Please write out the final portion of the records below exactly: the line containing "[indicate] powdered sugar", every line after it, and nothing else.

=======

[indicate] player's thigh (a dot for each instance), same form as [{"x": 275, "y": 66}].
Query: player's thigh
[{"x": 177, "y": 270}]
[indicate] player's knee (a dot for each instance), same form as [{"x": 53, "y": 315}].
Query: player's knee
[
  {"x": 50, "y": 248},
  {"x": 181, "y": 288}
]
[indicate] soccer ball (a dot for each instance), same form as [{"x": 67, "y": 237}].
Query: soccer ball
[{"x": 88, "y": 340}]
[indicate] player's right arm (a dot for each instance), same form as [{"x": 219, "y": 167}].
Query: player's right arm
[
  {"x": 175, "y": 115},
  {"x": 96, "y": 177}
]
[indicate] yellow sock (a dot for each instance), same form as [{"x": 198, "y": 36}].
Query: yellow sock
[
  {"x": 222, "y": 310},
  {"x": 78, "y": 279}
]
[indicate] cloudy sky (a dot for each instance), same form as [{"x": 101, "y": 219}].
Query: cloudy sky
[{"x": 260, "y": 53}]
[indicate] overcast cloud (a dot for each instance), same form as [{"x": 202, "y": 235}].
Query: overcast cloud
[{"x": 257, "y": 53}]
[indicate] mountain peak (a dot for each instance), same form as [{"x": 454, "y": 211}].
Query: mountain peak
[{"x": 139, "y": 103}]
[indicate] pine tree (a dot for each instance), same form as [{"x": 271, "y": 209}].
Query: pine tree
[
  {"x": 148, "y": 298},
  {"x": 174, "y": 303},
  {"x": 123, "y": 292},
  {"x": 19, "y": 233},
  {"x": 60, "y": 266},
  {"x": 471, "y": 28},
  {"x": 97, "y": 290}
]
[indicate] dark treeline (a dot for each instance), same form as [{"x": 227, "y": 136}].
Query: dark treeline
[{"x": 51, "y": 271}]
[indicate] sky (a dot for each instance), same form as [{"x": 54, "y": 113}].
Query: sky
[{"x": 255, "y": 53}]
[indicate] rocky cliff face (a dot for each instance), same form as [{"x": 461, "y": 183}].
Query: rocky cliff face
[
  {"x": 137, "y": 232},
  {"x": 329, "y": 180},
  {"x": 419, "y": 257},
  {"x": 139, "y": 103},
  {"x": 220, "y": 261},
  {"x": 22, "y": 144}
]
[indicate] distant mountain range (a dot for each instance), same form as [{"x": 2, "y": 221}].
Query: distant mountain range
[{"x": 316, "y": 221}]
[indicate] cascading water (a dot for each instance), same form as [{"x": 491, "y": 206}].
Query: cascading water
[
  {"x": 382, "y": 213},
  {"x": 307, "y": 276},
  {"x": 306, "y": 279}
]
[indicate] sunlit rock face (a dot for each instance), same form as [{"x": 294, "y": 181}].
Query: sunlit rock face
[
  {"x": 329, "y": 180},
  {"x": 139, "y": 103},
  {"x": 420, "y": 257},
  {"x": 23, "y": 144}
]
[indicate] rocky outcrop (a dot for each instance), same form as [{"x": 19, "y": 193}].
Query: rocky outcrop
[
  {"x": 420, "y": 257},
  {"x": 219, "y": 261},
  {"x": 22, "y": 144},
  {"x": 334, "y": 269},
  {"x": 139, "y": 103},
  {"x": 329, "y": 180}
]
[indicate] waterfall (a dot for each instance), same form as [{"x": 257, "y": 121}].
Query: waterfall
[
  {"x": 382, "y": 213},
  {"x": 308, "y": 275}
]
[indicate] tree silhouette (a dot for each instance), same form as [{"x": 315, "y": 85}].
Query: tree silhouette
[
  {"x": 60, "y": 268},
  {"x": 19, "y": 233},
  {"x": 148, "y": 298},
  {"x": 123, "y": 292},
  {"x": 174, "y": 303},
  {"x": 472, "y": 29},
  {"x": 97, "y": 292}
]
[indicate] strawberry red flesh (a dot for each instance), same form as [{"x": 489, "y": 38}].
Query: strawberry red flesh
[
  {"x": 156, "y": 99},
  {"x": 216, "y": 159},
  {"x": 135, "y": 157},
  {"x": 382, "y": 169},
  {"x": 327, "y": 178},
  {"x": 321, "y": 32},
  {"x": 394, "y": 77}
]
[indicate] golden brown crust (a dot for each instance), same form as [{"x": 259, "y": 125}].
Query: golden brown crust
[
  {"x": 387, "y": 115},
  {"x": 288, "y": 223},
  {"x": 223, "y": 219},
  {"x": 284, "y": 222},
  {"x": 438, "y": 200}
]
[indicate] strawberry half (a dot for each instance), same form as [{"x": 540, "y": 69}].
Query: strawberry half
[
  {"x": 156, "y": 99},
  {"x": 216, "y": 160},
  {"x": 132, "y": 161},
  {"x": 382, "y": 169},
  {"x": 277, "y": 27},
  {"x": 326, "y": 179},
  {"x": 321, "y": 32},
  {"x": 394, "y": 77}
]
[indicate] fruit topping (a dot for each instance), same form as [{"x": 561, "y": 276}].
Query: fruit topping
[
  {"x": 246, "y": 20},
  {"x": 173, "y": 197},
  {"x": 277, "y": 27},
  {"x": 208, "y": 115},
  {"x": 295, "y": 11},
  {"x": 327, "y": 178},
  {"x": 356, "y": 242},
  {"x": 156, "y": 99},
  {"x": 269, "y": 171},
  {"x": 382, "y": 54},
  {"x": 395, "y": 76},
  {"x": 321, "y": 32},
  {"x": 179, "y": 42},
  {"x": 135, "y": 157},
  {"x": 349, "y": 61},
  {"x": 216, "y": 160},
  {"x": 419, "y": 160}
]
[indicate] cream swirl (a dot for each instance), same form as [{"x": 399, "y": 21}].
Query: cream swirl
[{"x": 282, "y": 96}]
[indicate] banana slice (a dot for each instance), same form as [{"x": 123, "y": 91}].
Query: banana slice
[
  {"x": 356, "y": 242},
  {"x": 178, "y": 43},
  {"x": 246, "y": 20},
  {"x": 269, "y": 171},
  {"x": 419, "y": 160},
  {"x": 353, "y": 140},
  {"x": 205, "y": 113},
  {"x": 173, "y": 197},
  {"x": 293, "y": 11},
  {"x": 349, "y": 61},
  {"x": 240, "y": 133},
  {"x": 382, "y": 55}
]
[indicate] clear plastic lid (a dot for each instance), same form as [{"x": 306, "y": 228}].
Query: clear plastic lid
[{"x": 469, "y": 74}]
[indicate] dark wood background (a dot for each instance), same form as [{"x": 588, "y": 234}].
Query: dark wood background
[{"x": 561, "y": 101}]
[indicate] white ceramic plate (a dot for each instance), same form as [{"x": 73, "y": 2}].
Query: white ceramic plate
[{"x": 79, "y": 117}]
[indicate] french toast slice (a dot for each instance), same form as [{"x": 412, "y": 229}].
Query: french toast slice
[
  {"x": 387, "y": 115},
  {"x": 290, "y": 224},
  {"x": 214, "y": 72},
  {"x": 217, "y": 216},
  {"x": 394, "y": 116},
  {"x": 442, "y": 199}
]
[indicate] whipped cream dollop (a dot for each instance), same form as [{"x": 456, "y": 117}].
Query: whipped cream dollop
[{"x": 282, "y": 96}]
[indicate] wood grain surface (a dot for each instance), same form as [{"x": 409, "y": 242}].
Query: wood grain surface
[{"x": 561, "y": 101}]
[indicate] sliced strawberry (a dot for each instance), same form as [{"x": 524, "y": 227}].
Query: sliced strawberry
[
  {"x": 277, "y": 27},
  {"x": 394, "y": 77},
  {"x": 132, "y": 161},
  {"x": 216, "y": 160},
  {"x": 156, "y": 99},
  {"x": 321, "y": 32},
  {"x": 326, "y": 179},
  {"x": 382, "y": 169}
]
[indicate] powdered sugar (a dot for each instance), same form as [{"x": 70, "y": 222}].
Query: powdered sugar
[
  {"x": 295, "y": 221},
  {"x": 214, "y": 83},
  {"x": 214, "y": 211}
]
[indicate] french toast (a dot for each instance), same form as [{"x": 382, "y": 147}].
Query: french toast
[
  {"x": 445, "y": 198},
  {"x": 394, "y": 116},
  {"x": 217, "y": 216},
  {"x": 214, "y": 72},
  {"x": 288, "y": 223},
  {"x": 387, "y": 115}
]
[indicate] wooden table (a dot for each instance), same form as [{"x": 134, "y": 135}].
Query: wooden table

=======

### PROBLEM SOLUTION
[indicate] powdered sugar (a dot for each instance), same form as [{"x": 70, "y": 222}].
Query: powdered sugar
[
  {"x": 295, "y": 221},
  {"x": 214, "y": 83},
  {"x": 214, "y": 211}
]
[indicate] french toast (a dot for each instance), same form as [{"x": 382, "y": 147}].
Query: french toast
[
  {"x": 445, "y": 198},
  {"x": 394, "y": 116},
  {"x": 217, "y": 216},
  {"x": 214, "y": 72},
  {"x": 288, "y": 223},
  {"x": 387, "y": 115}
]
[indicate] wooden table (a dot for each instance), same form as [{"x": 134, "y": 135}].
Query: wooden table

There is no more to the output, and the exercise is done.